Can you print the part of the article on the Hingham college-athlete panel starting at "March 15, 2021" and ending at "right college program."?

> [Excerpt to read]:

════════════════════

March 15, 2021 by Jake Bednarski
On February 8th, high school student-athletes living in Hingham tuned into their computers to listen about collegiate sports. The Hingham Sports Partnership (HSP), presided by Bill Crean, put together a panel of collegiate athletes who were also Hingham High School alumni. With Kevin Quilty leading the discussion, the hour and a half conference answered high schooler’s questions that ranged from deciding whether to play sports in college to how to pick the right college program.
HSP selected four current college athletes who played at different level programs to answer student’s questions about the college process, college sports programs, and life as a student-athlete in college. Tom Kornack, a sophomore club hockey player at the University of Massachusetts Amherst, Curry Basketball’s junior Ellie Holler, University of Virginia soccer player Kira Maguire, and University of Vermont’s Jake Quilty all shared their high school and college experiences to educate Hingham families. “When most students go through looking as well as attending college they learn so much,” said Kevin Quilty. “You go into the process with some ideas of how it will go and sometimes you are right, and other times you learn as you go.” Quilty also emphasized how the presentation “covered a wide range of topics,” such as managing college workload and practice, picking the right level of athletics, team atmospheres, and other relatable questions many high schoolers have.

════════════════════

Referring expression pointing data
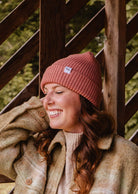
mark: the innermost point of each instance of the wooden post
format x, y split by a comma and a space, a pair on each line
114, 50
52, 33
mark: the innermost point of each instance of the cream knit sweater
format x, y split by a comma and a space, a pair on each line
72, 141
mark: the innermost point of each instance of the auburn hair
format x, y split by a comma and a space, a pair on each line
87, 155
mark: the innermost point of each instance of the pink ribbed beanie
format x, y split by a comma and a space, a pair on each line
79, 73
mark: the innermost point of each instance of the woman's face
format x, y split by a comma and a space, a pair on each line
63, 107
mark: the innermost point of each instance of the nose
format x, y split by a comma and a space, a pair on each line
48, 100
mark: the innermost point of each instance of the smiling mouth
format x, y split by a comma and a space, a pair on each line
54, 114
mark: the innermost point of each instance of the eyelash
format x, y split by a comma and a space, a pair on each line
59, 92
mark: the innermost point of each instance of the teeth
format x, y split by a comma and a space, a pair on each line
52, 113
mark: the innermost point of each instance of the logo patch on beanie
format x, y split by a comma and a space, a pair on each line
67, 70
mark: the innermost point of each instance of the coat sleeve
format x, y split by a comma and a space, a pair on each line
15, 127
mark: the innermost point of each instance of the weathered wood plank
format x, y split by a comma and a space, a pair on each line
131, 68
30, 90
72, 7
131, 107
19, 59
86, 34
114, 50
134, 137
52, 32
132, 27
17, 17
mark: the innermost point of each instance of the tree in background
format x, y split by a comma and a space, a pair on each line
25, 31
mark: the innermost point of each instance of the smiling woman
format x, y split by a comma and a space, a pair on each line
63, 107
64, 143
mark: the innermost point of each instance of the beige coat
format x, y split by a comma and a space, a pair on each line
20, 161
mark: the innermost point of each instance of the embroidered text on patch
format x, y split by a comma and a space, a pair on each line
67, 70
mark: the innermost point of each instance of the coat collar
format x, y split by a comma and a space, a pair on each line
104, 143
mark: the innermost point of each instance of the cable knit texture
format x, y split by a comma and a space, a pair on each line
72, 141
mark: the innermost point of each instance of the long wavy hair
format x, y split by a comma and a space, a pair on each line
96, 124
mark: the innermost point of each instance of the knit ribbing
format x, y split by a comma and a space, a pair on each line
72, 141
80, 73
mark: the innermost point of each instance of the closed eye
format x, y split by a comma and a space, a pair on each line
59, 92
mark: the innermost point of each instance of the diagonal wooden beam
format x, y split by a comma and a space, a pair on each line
17, 17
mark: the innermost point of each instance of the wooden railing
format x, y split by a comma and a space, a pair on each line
49, 40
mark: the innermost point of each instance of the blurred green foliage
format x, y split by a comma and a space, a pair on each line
25, 31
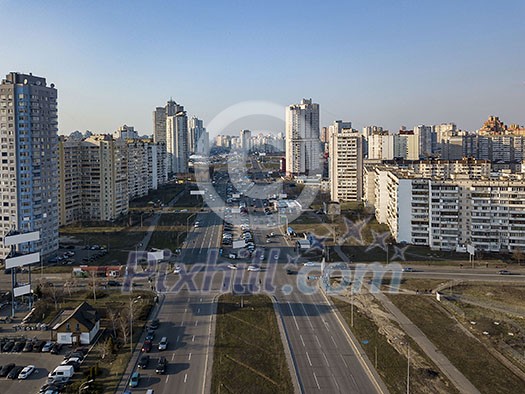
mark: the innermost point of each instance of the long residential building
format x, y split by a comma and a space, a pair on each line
345, 162
28, 172
451, 213
303, 143
99, 175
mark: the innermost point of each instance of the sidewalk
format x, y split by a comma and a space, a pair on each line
456, 377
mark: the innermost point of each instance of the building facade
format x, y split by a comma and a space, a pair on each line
303, 145
345, 162
177, 141
29, 168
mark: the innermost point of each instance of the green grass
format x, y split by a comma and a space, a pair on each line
467, 354
165, 194
170, 232
391, 365
248, 353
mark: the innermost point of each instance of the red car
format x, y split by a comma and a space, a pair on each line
146, 347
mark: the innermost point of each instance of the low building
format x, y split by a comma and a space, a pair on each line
78, 327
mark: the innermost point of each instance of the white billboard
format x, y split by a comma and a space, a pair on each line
17, 239
21, 290
238, 244
20, 261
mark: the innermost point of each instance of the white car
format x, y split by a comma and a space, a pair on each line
24, 374
311, 264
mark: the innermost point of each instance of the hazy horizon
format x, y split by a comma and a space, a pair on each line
375, 63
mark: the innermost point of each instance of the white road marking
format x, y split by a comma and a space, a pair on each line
293, 315
317, 382
308, 357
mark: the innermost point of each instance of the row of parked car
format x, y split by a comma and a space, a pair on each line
13, 371
16, 345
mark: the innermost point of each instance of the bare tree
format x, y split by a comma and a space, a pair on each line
113, 316
124, 324
55, 293
517, 254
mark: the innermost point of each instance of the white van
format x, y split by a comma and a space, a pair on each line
163, 344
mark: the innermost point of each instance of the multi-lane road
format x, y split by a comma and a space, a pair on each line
324, 354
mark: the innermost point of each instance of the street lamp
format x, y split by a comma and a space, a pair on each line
84, 384
131, 302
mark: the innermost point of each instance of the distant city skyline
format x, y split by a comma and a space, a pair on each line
373, 63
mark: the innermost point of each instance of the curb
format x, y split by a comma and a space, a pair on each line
287, 348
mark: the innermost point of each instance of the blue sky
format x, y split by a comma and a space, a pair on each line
387, 63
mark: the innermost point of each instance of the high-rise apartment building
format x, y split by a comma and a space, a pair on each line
198, 137
245, 139
104, 178
345, 162
303, 145
28, 172
70, 180
159, 120
177, 141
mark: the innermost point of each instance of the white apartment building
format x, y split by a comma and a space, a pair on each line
28, 170
381, 145
177, 141
70, 180
104, 178
345, 162
448, 214
303, 144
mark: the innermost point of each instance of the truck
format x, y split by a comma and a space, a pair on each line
62, 373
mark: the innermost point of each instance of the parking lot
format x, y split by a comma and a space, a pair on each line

════════════════════

> [Expected answer]:
March 15, 2021 by Jake Bednarski
On February 8th, high school student-athletes living in Hingham tuned into their computers to listen about collegiate sports. The Hingham Sports Partnership (HSP), presided by Bill Crean, put together a panel of collegiate athletes who were also Hingham High School alumni. With Kevin Quilty leading the discussion, the hour and a half conference answered high schooler’s questions that ranged from deciding whether to play sports in college to how to pick the right college program.